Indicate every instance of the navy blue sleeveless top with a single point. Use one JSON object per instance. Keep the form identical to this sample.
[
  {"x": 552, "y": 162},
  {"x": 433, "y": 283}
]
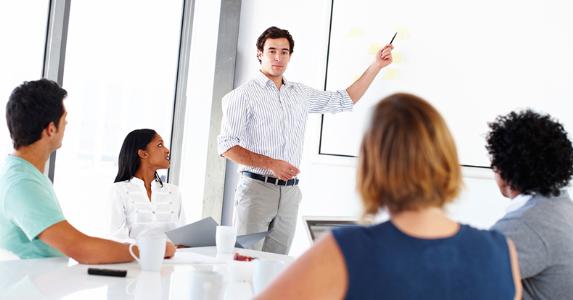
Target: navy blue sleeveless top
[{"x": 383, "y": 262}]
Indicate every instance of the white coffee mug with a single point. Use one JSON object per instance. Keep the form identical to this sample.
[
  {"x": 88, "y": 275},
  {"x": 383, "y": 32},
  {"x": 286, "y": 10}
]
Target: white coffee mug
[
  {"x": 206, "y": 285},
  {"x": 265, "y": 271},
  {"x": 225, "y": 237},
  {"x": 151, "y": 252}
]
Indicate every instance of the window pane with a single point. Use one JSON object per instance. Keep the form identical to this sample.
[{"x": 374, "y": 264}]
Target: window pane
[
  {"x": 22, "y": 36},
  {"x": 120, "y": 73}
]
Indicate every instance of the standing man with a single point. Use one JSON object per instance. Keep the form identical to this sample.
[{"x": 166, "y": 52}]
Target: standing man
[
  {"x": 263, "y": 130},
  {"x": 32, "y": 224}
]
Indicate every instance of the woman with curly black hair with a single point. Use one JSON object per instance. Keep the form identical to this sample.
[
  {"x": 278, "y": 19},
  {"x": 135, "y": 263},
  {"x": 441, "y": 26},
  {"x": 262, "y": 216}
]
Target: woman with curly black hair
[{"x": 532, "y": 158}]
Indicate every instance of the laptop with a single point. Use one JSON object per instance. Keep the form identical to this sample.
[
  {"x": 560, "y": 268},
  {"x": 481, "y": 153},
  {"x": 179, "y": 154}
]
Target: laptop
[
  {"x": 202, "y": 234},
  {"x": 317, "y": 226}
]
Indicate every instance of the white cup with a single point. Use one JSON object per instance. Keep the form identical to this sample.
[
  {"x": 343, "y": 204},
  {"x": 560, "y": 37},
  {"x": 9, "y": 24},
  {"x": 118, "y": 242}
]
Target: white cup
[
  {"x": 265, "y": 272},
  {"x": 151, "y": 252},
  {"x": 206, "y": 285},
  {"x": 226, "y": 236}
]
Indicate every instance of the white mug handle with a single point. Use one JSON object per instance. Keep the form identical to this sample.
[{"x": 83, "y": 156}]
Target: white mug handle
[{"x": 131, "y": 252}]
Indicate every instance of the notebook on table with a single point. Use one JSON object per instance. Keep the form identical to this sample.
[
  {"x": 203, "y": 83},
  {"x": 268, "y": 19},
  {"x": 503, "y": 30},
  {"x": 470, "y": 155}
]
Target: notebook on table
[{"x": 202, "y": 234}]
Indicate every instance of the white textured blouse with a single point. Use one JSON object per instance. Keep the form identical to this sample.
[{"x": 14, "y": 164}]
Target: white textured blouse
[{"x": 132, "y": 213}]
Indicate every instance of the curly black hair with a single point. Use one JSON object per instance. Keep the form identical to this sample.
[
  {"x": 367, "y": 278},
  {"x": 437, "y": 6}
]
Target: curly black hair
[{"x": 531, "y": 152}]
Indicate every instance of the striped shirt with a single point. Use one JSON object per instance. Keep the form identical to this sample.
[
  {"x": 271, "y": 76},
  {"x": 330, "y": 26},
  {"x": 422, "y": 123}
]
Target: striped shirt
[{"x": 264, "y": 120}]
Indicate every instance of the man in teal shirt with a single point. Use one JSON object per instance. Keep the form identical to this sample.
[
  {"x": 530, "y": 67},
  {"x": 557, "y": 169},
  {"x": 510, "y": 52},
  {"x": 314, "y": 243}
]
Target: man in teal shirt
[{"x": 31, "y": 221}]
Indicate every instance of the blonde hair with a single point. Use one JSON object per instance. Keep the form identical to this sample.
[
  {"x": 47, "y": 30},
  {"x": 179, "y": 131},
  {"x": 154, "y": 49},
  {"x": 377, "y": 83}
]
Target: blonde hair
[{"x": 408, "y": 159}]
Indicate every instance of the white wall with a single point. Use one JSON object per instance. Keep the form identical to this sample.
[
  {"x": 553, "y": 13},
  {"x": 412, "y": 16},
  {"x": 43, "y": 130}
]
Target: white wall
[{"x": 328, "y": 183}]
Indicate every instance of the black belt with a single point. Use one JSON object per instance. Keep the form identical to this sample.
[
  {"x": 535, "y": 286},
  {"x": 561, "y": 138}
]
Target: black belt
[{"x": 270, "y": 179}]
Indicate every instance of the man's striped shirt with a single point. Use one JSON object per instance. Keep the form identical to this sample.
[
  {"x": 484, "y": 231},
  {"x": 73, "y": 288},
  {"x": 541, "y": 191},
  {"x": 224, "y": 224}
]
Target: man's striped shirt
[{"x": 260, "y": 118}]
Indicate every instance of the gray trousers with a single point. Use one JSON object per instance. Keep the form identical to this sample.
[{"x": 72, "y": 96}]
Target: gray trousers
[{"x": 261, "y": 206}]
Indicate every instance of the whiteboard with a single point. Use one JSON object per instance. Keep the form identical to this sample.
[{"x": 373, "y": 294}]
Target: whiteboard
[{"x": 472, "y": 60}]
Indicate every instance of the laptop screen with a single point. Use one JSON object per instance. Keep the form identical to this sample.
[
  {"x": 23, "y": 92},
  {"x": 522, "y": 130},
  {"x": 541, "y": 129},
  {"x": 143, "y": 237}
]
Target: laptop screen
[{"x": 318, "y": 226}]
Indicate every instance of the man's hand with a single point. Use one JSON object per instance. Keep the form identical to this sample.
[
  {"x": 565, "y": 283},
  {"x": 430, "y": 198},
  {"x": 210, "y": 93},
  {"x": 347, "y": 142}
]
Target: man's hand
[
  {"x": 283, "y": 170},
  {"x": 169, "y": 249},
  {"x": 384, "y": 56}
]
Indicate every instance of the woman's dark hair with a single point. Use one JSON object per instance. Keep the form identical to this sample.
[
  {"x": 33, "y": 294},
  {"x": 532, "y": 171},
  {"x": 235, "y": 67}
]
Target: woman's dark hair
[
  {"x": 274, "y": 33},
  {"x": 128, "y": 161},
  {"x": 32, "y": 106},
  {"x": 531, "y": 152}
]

- - -

# [Instruction]
Rewrite the listing above with "Indicate" swapped for "Mark" everywhere it appears and nothing else changed, covering every entry and leaving out the pictures.

# [Exercise solution]
Mark every instance of the navy blue sleeveless top with a single point. Use one JSON object per instance. Keep the form identical to this sample.
[
  {"x": 552, "y": 162},
  {"x": 433, "y": 283}
]
Target: navy blue sleeveless top
[{"x": 383, "y": 262}]
Mark every instance of the white coffee mug with a single point. Use one JSON object per instance. Keep the form identical to this sample.
[
  {"x": 88, "y": 275},
  {"x": 383, "y": 32},
  {"x": 286, "y": 10}
]
Target: white coffee mug
[
  {"x": 206, "y": 285},
  {"x": 265, "y": 271},
  {"x": 225, "y": 237},
  {"x": 151, "y": 252}
]
Mark every instance of the window pane with a single point. Use one JSON object per instance. Keep the form identical to this sample.
[{"x": 374, "y": 264}]
Target: window pane
[
  {"x": 22, "y": 36},
  {"x": 120, "y": 73}
]
Mark every instance of the standing man with a single point. Use one JSON object per instance. Keep the form identical to this sample.
[{"x": 166, "y": 52}]
Target: standing man
[
  {"x": 263, "y": 130},
  {"x": 32, "y": 224}
]
Mark every instance of the woman with curly black hair with a single point. Use one JSON object per instance. Keep the form identical to this sample.
[
  {"x": 278, "y": 19},
  {"x": 135, "y": 263},
  {"x": 441, "y": 26},
  {"x": 262, "y": 216}
]
Target: woman with curly black hair
[{"x": 532, "y": 158}]
Mark every instance of the laptop with a single point. Use one JSON object per instance. Keep the form identical to this sample.
[
  {"x": 560, "y": 268},
  {"x": 481, "y": 153},
  {"x": 179, "y": 154}
]
Target: laptop
[
  {"x": 202, "y": 234},
  {"x": 317, "y": 226}
]
Mark every instance of the white cup with a single point. Use one JSON object per instance. Keep the form identical to this sample.
[
  {"x": 343, "y": 204},
  {"x": 560, "y": 37},
  {"x": 9, "y": 24},
  {"x": 118, "y": 242}
]
Target: white cup
[
  {"x": 265, "y": 272},
  {"x": 151, "y": 252},
  {"x": 206, "y": 285},
  {"x": 226, "y": 236}
]
Mark every instance of the white mug handle with a single point. Use one JSON object per instance. Keep the form identical to this sample.
[{"x": 83, "y": 156}]
Target: white mug handle
[{"x": 131, "y": 252}]
Mark every instance of the notebook on table with a single point. Use one JSON object per instance. Keep the form identical to this sample.
[
  {"x": 203, "y": 83},
  {"x": 268, "y": 19},
  {"x": 503, "y": 30},
  {"x": 470, "y": 155}
]
Target: notebook on table
[{"x": 202, "y": 234}]
Mark every instance of the white textured blouse with a single point. Use one JSON object per instance. Keep the form identical to this sample.
[{"x": 14, "y": 164}]
Target: white textured blouse
[{"x": 132, "y": 213}]
Mark every instance of the curly black hair with a single point. Use one JSON object per instance. Keep the form identical to this sample.
[
  {"x": 367, "y": 278},
  {"x": 437, "y": 6}
]
Target: curly black hair
[{"x": 531, "y": 152}]
Mark every instance of the striped shirt with a single point. Use one JSON object per instance. Keep the form identical to this sample.
[
  {"x": 271, "y": 76},
  {"x": 330, "y": 26},
  {"x": 422, "y": 123}
]
Target: striped shirt
[{"x": 264, "y": 120}]
Mark every instance of the man in teal shirt with a single point. Use one JSON object per instance. Keep the form identical to this sample.
[
  {"x": 530, "y": 67},
  {"x": 557, "y": 169},
  {"x": 510, "y": 52},
  {"x": 314, "y": 243}
]
Target: man in teal shirt
[{"x": 31, "y": 221}]
Mark every instance of the blonde hair with a single point. Use one JSON object per instance. Keep the form identical to this sample.
[
  {"x": 47, "y": 30},
  {"x": 179, "y": 131},
  {"x": 154, "y": 49},
  {"x": 377, "y": 83}
]
Target: blonde hair
[{"x": 408, "y": 159}]
Mark every instance of the white wall with a single point. Use one JSON object per instance. Keep the form identical to this sample.
[
  {"x": 553, "y": 13},
  {"x": 412, "y": 16},
  {"x": 43, "y": 130}
]
Target: white wall
[{"x": 328, "y": 183}]
Mark every instance of the black belt with a single point. Use one JSON object per instance. Keep the form identical to this sample.
[
  {"x": 535, "y": 286},
  {"x": 561, "y": 138}
]
Target: black belt
[{"x": 270, "y": 179}]
Mark every instance of the man's striped shirt with a single point. Use one JSON object per instance. Keep the form identical to this sample.
[
  {"x": 484, "y": 231},
  {"x": 73, "y": 288},
  {"x": 541, "y": 191},
  {"x": 224, "y": 224}
]
Target: man's striped shirt
[{"x": 260, "y": 118}]
Mark every instance of the gray trousers with a single point. Use one JSON object per instance. Keep the form identical to this sample.
[{"x": 72, "y": 96}]
Target: gray trousers
[{"x": 261, "y": 206}]
Mark every instance of the whiteboard with a single point. Use one JSON object per instance. Keep the form identical to this sample.
[{"x": 373, "y": 294}]
Target: whiteboard
[{"x": 472, "y": 60}]
Mark every instance of the laptop screen with a single point. Use one JSON object per instance. Keep the form identical to this sample.
[
  {"x": 23, "y": 92},
  {"x": 522, "y": 130},
  {"x": 541, "y": 129},
  {"x": 143, "y": 237}
]
Target: laptop screen
[{"x": 318, "y": 226}]
Mark every instance of the man's hand with a single point. Use one JSON object per instance. Keep the form identical to this sample.
[
  {"x": 565, "y": 283},
  {"x": 430, "y": 198},
  {"x": 210, "y": 93},
  {"x": 347, "y": 142}
]
Target: man's hand
[
  {"x": 283, "y": 170},
  {"x": 169, "y": 249},
  {"x": 384, "y": 56}
]
Mark every instance of the woman's dark hair with a single point. Use one JSON object per instance. Keep the form identical to this sample.
[
  {"x": 33, "y": 294},
  {"x": 532, "y": 171},
  {"x": 235, "y": 67}
]
Target: woman's dark hair
[
  {"x": 274, "y": 33},
  {"x": 128, "y": 161},
  {"x": 32, "y": 106},
  {"x": 531, "y": 152}
]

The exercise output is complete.